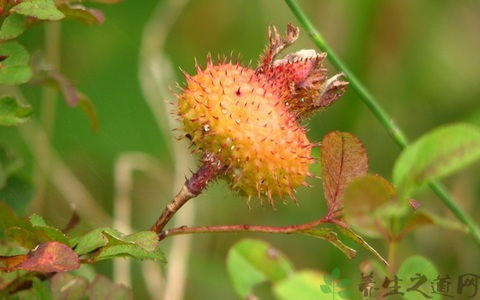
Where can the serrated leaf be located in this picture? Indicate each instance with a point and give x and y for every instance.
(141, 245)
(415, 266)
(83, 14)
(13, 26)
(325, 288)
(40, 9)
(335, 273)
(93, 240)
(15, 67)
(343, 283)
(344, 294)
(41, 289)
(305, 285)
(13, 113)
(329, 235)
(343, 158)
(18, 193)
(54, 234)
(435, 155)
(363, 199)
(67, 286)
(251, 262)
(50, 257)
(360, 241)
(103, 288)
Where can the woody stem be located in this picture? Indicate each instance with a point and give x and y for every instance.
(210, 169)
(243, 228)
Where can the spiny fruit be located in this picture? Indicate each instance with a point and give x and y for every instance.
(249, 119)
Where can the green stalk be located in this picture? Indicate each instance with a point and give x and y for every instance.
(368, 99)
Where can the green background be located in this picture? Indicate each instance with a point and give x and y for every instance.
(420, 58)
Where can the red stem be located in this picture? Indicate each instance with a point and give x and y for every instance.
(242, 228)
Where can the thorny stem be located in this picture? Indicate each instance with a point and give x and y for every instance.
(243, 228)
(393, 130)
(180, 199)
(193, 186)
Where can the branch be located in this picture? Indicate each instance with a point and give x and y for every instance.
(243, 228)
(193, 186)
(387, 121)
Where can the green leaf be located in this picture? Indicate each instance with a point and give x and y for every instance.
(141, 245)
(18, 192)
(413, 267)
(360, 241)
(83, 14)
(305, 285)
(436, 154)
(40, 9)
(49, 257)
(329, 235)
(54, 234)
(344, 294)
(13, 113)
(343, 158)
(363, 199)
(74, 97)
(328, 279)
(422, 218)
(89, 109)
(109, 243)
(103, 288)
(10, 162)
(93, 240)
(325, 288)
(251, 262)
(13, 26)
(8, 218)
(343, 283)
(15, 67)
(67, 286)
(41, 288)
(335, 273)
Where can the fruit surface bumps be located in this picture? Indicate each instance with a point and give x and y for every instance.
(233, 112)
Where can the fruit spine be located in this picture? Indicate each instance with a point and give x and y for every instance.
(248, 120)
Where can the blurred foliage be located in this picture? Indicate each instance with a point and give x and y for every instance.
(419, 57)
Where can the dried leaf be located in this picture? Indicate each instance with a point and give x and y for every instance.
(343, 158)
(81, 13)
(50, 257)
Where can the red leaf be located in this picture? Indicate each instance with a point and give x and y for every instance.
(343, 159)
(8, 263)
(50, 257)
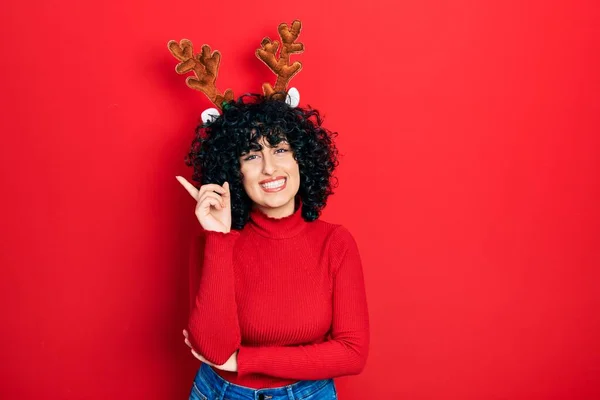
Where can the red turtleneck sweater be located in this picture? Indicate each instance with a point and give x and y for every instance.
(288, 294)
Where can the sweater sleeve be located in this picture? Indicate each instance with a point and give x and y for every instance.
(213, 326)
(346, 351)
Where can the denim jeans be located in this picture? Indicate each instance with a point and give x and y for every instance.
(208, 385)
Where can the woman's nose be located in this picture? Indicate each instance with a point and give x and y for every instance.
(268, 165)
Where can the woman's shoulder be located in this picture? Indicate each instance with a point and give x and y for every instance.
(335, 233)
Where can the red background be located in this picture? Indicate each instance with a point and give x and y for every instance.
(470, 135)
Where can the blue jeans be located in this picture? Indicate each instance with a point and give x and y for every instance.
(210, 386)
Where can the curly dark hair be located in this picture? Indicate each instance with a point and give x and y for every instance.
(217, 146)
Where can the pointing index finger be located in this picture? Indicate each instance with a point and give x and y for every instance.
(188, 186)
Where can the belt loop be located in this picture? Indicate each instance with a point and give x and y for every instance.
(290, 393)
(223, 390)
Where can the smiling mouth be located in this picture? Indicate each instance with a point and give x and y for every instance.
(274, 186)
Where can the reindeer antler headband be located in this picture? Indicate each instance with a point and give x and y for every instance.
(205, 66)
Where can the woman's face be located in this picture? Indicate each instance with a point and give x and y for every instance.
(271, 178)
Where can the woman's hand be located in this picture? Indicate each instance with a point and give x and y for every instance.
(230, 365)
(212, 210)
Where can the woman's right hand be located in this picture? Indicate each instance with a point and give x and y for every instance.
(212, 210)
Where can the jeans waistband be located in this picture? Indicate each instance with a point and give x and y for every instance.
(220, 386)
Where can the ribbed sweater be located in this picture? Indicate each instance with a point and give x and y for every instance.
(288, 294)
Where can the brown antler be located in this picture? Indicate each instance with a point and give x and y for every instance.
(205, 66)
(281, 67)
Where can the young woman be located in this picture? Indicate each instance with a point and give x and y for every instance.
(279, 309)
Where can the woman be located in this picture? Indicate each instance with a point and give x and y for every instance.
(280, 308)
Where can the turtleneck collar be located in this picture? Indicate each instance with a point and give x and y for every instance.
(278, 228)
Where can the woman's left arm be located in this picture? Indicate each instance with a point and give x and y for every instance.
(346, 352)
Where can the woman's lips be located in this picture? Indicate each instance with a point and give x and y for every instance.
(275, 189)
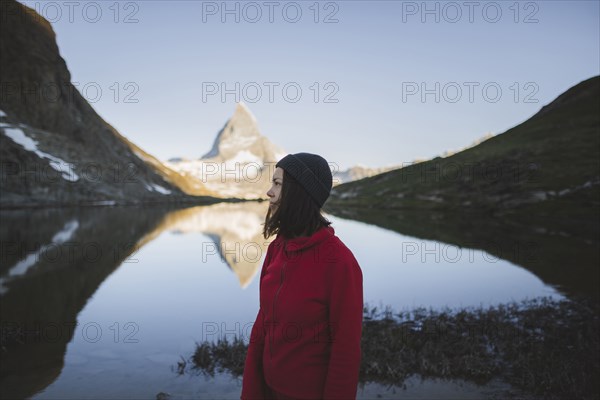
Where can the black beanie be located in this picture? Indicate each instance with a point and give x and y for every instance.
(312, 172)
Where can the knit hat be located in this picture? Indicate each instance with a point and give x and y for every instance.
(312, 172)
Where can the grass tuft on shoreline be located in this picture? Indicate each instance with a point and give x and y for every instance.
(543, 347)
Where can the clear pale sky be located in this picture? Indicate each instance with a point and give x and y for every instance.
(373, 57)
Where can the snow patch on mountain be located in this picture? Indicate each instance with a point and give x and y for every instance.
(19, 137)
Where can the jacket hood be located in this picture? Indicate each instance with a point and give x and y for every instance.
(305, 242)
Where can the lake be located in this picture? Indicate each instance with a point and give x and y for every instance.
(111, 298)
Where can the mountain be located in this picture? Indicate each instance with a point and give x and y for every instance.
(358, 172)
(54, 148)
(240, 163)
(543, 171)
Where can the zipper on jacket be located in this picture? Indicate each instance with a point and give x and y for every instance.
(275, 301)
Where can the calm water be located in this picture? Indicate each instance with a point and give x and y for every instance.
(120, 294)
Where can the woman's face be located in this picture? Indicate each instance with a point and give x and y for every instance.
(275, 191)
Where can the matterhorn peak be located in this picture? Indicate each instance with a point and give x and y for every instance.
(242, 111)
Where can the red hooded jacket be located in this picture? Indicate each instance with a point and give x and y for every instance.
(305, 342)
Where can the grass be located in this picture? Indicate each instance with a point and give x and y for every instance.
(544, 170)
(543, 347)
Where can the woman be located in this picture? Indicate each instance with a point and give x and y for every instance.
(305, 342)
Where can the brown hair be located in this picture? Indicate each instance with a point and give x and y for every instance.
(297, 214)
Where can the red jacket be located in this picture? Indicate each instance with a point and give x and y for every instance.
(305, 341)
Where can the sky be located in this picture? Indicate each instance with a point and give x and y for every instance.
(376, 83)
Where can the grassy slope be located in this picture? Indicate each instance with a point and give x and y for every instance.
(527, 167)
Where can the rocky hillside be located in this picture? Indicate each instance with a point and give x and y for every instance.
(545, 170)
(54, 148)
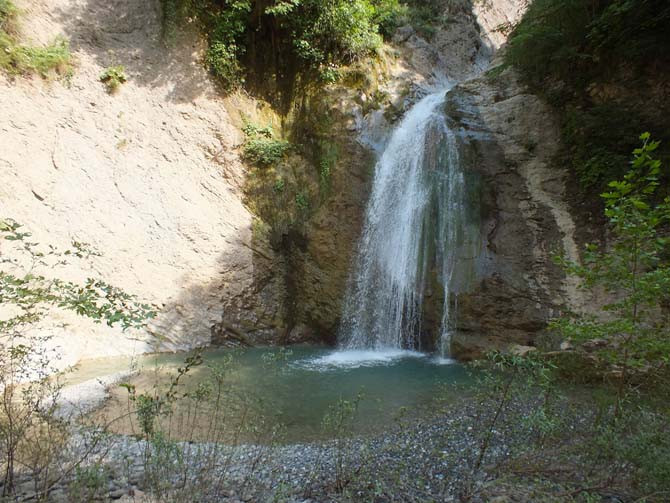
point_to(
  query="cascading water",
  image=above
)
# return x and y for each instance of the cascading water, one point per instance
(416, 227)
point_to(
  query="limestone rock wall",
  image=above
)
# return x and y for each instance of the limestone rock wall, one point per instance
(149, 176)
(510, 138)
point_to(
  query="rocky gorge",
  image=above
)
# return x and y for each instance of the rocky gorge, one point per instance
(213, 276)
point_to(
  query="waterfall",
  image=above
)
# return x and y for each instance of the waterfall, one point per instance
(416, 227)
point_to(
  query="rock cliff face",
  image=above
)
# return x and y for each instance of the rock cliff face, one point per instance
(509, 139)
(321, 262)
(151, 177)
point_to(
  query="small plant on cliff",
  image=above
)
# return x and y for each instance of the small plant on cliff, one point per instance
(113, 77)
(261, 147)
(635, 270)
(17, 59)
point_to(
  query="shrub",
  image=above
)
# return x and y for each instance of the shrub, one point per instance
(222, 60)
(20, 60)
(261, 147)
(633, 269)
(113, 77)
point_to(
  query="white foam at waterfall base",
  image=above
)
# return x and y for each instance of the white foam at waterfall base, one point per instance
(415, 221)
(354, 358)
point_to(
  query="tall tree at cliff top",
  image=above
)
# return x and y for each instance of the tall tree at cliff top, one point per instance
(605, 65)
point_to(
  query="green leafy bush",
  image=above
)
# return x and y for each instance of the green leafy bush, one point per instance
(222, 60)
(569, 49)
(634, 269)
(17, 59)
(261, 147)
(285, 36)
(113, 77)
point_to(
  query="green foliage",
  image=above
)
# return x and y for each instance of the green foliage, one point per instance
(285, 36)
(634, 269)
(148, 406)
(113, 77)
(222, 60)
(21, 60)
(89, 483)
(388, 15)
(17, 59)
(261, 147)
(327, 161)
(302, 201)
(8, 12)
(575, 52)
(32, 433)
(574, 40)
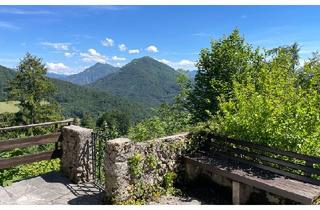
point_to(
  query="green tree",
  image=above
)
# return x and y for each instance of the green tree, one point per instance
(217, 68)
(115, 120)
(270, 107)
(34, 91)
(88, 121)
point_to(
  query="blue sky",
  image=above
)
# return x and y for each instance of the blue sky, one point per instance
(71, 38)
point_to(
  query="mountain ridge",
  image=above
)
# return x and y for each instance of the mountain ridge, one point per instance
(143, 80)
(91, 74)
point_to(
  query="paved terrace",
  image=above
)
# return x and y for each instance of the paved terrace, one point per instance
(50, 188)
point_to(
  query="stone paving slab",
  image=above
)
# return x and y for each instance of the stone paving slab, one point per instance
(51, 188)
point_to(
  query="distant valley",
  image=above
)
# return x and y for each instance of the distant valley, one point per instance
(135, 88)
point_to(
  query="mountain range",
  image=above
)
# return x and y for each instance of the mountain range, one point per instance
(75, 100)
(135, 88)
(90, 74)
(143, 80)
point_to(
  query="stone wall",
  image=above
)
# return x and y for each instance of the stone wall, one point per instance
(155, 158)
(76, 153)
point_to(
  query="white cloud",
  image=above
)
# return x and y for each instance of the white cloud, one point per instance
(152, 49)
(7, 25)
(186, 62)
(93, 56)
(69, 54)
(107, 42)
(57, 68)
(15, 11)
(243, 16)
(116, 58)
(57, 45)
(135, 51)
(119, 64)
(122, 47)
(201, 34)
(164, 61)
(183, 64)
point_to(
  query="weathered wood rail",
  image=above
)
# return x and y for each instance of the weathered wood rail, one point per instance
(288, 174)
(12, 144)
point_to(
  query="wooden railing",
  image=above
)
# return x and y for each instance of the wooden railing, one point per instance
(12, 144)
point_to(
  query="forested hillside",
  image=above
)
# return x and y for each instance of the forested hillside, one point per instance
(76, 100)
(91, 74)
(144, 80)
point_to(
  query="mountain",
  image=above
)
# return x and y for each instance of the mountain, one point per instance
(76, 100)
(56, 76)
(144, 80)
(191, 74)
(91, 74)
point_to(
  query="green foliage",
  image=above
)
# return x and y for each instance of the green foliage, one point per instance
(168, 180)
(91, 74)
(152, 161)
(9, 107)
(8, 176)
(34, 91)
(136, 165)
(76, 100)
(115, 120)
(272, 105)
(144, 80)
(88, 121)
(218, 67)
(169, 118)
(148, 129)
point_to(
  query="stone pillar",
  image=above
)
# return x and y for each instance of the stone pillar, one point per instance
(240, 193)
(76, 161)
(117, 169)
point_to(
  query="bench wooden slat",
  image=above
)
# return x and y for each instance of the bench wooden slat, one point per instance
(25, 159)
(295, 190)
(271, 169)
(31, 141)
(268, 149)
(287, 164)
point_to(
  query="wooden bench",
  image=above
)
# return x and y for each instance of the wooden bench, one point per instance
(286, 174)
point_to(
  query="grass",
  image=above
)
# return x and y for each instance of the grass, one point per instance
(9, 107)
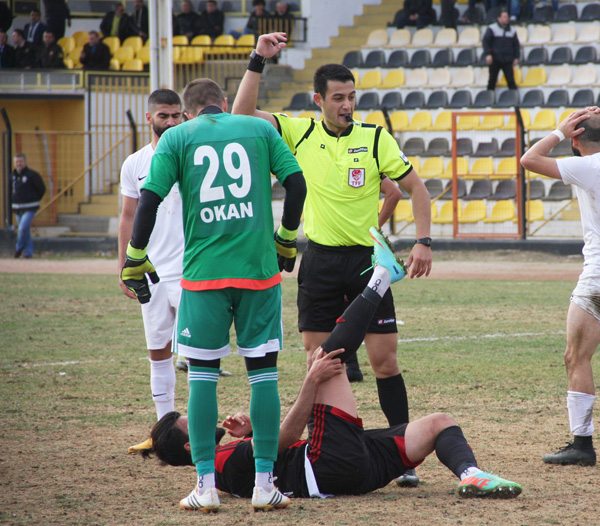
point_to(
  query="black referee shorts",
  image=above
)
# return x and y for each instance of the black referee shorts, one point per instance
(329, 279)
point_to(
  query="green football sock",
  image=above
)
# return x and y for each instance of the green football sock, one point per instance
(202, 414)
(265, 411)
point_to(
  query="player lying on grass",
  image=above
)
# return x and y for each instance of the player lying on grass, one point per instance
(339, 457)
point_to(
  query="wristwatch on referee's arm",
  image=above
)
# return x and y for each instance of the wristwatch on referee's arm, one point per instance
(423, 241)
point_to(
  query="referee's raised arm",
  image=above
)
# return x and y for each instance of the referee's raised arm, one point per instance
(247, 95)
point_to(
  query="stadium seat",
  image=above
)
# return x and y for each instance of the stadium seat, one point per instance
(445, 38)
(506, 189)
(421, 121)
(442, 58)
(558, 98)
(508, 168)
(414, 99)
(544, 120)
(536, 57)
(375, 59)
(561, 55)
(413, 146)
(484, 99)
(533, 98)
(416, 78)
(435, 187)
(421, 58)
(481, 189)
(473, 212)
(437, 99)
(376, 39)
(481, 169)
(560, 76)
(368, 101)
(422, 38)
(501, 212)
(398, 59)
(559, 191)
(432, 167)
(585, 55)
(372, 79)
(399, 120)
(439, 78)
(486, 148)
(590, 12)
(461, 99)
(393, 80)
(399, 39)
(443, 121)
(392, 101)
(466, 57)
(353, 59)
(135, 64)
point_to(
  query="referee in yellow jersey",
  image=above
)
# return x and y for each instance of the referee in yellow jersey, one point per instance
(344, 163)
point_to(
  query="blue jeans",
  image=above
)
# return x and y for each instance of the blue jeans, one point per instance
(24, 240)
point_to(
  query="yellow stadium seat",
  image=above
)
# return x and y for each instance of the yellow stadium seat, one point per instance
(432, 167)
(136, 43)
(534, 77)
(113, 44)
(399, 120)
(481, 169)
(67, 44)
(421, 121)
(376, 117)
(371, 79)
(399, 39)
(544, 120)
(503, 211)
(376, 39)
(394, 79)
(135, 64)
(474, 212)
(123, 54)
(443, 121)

□ □ □

Which lines in the records above contain the word "shrub" with matching case? Pick out each of those lines and copy it in full.

  query="shrub",
# return x and y for each instance of the shrub, one point per instance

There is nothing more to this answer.